'The United States vs Billie Holiday': Andra Day on Her Dramatic Transformation for the Biopic (Exclusive)

The singer opens up to ET about losing 39 lbs in order to embody the legendary singer onscreen. 

After breaking out in 2015 with the empowering hit single, “Rise Up,” Andra Day is about to make a bigger name for herself, portraying legendary jazz singer Billie Holiday in Lee Daniels’ biopic, The United States vs. Billie Holiday. This marks the first lead onscreen role for the 36-year-old performer, who opens up to ET’s Rachel Smith about the dramatic transformation she went through to embody the 1940s icon.  

Not only did Day have to work on her vocals to match Holiday’s distinct voice and singing style, which includes her unique way of manipulating phrasing and tempo, but she also lost 39 pounds to match the singer’s physique. She reveals she worked with trainers and had a food delivery service to help her during the transition. But she also admits her methods of getting to her desired weight and size wasn’t always ideal.

- _SET OF TASKS_:
#1 Answer these questions using the Andra Day article:
(a) With which hit single did Day break out in 2015?
(b) Whose biopic casts Day as Billie Holiday?
(c) How many pounds did Day lose for the role?
#2 Carry on the Andra Day article, starting right after its last sentence.
The rows that come next are separate material and have nothing to do with the Andra Day article.

- _RAW RECORDS_:
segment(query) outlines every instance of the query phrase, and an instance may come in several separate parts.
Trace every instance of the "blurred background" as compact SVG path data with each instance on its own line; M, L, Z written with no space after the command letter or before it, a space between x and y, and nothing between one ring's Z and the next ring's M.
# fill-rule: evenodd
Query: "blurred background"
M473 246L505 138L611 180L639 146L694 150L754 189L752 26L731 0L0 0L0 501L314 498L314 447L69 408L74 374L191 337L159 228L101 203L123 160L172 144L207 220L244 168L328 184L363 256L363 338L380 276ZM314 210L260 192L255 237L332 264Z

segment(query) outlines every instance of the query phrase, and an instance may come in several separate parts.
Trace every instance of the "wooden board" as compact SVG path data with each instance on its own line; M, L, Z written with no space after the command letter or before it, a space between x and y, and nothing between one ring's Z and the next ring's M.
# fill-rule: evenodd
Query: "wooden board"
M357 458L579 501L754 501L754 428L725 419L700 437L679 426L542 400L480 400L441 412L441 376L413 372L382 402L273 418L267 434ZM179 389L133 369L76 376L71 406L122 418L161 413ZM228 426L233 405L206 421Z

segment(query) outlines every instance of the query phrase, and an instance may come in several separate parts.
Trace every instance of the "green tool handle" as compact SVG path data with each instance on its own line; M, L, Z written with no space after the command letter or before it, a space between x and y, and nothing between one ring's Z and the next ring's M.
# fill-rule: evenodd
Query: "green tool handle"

- _RESULTS OF THE TASKS_:
#1
(a) "Rise Up"
(b) Lee Daniels'
(c) 39 pounds

#2
“To be honest with myself, it is not great to say, I did starve myself a lot when I was on set,” she says, adding that by doing so it made her skin sag and helped physically slow her down to Holiday’s persona. “I am fast and Billie is like molasses. So cigarettes slowed me down, alcohol slowed me down, starvation slowed me down, not sleeping slowed me down and I needed it.” 

She adds, “I had to feel her in my body.”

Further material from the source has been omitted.